• **Task goal**:
For the listing below, output exactly the lines from the line with "Target object: whole apricot" up to and including the line with "Target object: green mint leaf", and no other lines.

• **Records shown**:
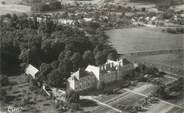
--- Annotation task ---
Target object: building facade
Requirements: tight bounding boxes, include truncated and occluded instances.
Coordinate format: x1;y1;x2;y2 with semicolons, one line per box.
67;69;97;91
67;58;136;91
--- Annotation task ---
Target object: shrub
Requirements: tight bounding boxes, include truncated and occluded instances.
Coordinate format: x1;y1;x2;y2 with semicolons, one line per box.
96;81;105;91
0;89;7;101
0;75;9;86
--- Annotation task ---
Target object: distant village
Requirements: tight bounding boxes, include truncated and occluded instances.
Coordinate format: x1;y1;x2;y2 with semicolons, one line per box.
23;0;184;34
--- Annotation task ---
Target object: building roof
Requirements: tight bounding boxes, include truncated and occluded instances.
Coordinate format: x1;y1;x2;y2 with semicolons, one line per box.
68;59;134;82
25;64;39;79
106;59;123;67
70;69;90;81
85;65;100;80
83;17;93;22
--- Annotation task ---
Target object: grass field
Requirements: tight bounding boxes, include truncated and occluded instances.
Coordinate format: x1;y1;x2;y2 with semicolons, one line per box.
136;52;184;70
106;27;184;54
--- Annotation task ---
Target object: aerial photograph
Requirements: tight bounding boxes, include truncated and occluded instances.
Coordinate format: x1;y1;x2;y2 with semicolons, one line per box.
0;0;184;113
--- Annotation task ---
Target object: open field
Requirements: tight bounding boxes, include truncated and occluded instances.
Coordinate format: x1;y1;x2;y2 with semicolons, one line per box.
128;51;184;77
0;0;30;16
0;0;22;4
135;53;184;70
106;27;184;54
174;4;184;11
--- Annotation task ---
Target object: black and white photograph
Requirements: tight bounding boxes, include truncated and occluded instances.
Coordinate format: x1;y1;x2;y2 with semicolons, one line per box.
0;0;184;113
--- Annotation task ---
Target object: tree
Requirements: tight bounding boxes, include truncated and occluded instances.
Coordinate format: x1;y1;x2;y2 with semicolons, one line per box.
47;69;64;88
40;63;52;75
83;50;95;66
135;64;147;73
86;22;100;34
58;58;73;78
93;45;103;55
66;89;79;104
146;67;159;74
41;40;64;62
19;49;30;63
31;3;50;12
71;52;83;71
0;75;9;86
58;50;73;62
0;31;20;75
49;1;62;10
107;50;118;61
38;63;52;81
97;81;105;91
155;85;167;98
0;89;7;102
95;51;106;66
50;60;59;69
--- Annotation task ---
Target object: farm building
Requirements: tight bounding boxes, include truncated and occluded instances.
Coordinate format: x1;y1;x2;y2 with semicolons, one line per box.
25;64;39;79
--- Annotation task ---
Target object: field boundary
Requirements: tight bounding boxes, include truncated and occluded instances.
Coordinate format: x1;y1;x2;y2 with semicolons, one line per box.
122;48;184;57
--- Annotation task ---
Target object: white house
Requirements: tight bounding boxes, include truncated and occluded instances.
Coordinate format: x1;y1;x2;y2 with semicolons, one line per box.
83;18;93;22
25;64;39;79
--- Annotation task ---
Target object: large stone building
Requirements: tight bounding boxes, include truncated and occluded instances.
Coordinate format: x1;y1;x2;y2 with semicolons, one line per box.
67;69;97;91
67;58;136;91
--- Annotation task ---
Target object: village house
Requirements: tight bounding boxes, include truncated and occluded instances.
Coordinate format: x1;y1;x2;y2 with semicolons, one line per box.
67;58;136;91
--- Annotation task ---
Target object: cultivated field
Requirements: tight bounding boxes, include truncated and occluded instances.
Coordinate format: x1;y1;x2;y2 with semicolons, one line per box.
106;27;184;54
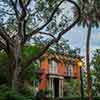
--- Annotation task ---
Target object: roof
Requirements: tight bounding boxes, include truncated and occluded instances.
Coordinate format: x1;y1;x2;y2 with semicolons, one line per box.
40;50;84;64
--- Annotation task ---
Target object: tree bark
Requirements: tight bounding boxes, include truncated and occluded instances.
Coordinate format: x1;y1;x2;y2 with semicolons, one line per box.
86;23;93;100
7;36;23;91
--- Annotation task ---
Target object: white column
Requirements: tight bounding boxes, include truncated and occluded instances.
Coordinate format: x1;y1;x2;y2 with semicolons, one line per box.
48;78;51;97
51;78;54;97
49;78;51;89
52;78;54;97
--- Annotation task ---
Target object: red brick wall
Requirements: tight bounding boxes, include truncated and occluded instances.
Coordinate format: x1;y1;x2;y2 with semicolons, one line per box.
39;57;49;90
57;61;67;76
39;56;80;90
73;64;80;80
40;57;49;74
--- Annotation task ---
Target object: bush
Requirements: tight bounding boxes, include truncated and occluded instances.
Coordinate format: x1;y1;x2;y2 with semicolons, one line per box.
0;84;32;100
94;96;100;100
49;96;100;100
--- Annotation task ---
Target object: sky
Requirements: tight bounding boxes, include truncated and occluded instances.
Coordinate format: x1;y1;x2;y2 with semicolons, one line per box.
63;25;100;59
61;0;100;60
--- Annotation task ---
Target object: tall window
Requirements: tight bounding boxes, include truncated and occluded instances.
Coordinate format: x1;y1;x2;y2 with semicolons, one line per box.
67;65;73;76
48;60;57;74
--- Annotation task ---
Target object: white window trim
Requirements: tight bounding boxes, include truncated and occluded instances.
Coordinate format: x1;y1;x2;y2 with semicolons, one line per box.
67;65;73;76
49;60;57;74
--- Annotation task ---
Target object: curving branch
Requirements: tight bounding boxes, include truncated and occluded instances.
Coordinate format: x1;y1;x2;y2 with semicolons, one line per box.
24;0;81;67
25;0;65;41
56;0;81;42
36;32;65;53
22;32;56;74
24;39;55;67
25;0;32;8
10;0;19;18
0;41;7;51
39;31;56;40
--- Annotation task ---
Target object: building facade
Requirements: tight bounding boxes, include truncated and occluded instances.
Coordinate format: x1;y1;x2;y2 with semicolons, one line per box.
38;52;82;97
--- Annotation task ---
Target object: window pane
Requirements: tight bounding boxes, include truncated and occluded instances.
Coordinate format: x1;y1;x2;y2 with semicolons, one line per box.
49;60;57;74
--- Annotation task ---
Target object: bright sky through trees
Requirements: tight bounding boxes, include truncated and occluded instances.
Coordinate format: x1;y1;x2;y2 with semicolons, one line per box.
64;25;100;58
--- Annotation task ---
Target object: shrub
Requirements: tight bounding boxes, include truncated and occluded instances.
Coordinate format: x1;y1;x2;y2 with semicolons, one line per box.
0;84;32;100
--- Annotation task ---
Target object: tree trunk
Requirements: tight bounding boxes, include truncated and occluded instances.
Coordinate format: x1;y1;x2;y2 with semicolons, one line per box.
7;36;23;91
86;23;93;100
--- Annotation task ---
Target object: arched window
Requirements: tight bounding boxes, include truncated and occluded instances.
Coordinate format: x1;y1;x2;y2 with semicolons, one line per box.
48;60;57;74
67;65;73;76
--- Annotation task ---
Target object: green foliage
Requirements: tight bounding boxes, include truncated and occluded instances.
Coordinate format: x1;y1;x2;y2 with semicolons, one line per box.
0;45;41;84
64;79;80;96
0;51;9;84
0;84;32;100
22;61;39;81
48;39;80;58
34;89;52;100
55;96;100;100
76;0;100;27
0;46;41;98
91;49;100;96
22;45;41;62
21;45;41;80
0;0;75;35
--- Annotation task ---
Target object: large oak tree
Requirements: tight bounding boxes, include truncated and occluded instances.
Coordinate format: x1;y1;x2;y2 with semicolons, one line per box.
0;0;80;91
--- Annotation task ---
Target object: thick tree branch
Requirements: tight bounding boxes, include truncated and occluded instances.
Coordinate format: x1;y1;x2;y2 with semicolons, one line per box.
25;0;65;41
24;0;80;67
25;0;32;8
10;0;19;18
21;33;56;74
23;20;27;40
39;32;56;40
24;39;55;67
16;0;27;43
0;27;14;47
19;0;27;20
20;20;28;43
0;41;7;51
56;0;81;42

---

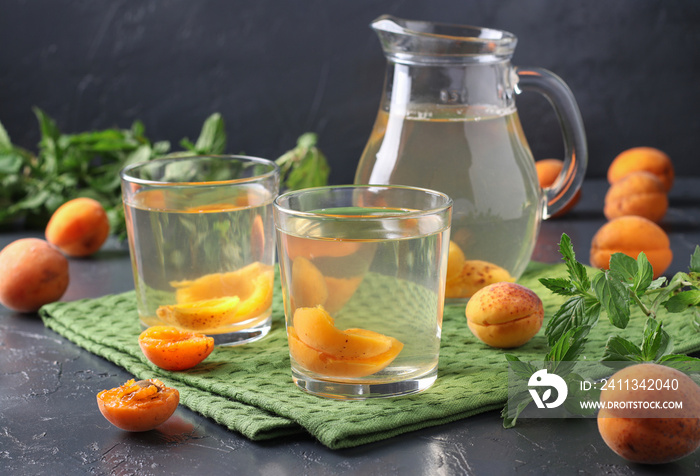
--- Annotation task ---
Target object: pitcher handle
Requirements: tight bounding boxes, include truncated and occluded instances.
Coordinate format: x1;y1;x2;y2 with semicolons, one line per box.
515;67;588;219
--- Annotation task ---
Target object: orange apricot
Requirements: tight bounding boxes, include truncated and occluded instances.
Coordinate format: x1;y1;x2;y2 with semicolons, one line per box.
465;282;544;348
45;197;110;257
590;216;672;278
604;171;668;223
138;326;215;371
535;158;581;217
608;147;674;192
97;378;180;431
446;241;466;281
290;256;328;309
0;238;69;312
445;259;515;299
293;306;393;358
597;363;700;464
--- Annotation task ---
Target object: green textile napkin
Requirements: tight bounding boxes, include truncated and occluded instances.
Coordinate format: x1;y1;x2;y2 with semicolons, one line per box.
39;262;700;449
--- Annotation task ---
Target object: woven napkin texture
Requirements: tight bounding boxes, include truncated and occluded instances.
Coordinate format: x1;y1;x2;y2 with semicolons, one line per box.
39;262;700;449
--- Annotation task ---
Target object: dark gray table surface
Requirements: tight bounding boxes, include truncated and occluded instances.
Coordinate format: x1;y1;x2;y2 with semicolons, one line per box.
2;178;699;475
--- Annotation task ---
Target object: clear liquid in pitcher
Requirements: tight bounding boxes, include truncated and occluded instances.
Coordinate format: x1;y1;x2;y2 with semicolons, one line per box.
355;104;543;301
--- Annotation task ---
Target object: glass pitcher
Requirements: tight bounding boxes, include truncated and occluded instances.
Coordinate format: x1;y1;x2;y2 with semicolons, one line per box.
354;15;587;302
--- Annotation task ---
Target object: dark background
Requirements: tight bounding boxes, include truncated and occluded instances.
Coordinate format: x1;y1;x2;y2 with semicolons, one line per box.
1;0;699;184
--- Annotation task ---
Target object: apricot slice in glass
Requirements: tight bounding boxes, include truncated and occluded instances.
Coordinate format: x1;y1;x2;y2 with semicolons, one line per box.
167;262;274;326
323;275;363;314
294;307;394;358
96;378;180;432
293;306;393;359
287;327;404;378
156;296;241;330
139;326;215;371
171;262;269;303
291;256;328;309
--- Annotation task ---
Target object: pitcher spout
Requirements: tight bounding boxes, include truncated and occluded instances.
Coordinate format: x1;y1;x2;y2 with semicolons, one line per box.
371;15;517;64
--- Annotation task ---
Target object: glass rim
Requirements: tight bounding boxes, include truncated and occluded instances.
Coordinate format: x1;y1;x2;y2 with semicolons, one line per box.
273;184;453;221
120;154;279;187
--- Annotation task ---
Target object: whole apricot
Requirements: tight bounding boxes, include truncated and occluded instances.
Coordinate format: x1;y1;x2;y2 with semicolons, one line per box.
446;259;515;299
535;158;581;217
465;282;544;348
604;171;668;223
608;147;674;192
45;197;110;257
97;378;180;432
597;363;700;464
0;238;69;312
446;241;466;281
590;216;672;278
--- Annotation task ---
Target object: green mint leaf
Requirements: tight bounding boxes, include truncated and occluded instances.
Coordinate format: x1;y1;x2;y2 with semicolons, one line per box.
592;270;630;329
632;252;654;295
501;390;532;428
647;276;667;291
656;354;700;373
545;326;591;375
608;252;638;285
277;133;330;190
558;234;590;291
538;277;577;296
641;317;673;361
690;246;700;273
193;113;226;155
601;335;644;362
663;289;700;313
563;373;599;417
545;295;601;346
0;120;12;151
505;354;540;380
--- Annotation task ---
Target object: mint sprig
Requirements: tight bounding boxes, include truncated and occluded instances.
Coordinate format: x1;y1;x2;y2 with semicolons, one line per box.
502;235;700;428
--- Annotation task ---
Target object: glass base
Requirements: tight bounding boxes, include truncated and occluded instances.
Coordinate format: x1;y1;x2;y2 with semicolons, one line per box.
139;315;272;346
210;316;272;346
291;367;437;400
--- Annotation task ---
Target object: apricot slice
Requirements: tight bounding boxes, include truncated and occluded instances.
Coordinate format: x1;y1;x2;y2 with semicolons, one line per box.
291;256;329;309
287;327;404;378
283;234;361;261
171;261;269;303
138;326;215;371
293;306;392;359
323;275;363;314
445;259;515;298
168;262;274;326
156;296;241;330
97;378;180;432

• **Expected answer**:
Target object: whole apricot
Requirements: tight bounding boxes, include truncated and occluded instances.
Coordinate format: x1;y1;x2;y2 with semicolons, one line per box.
446;259;515;299
535;158;581;217
465;282;544;348
604;171;668;223
608;147;674;192
45;197;110;257
97;378;180;432
597;363;700;464
0;238;69;312
446;241;466;281
590;216;672;278
--- Annotation task ---
Target object: green mint leaf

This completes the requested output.